- _Page extract_
● ● ●

Answering such questions revises the philo­sophical understanding of ‘materialism.’ Materialism has been rigidly defined against spiritualism, and is based on the assertion that there is ‘nothing but’ matter. Christian de Duve points to a contemporary monism that is redefining matter in such a way as to include ‘spirit’. Here, we move beyond dualism. Here, we can reinvent the sacred in the purely naturalist terms in the manner of Stuart Kauffman. Most interesting is to see this position defined as ‘metarealism’ by Catholic philosopher, Jean Guitton, in his book Dieu et la Science (God and Science). ‘If spirit and matter have a common origin, it becomes clear that their du­ality is an illusion, due to the fact that one considers only the mechan­ical aspects of matter and the intangible quality of spirit.’ Guitton concludes that: ‘Spirit and matter form a single and same reality.’ (J. Guitton, Dieu et la Science, 1991: 182 184). Strange days indeed. But maybe not so strange when we remember that the dualism of flesh and spirit entered into Christianity from external sources, Platonism, Neoplatonism, Manicheism. The idea of 'metarealism' opens up the possibility that we may be able to reinvent the sacred, reconstruct metaphysics, call back the soul, recover essences and unite immanence and transcendence.


However this turns out, it is a move in the right direction. An integral part of my work is to address the causes and consequences of the separation of fact and value, showing how it is accompanied by the technological exploitation and destruction of a ‘dis-godded’ nature and by the demoralisation of the collective life of human beings. The result is that we end up in a meaningless universe of facts devoid of values.


I think we are entitled to discuss the recovery of values in terms of the sacred. Kauffman writes on reinventing the sacred. I see this in terms of valuing life and place in the sense of housing the sacred. Here is Jamie Whittle writing about the human ecology of his home bioregion.

● ● ●

- _Supplied information_
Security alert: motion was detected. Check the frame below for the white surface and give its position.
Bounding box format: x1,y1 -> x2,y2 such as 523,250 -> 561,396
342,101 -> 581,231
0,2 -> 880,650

● ● ●

- _Tasks to carry out_
(A) In the passage on materialism, what book does Jean Guitton use to define the position called 'metarealism'?
(B) Extend the passage on materialism, picking up right after its final sentence.

- _Outputs_
(A) Dieu et la Science (God and Science).

(B)
‘I consider the River Findhorn a sacred place. ... I dream of a day when the watershed of the River Findhorn has been reforested, when the howl of wolves can be heard on moonlit winter nights, and when wild salmon return to the river in abundance. Because that day will be a great day. It will be a day when we human beings have come to see our true place in the interconnectedness of the world, and have been moved to act upon that consciousness. It will be a day when we start to inhabit the Earth with a grace. Like a river.’


Jamie Whittle, White River


‘As source meets Firth the mountains mingle with the shore overlooked by the blue sky: a fitting end to a journey of love, passion, anger, and achievement.’ Origins and ends, who we are, where we are going, answering the ‘who’ and the ‘where’ questions.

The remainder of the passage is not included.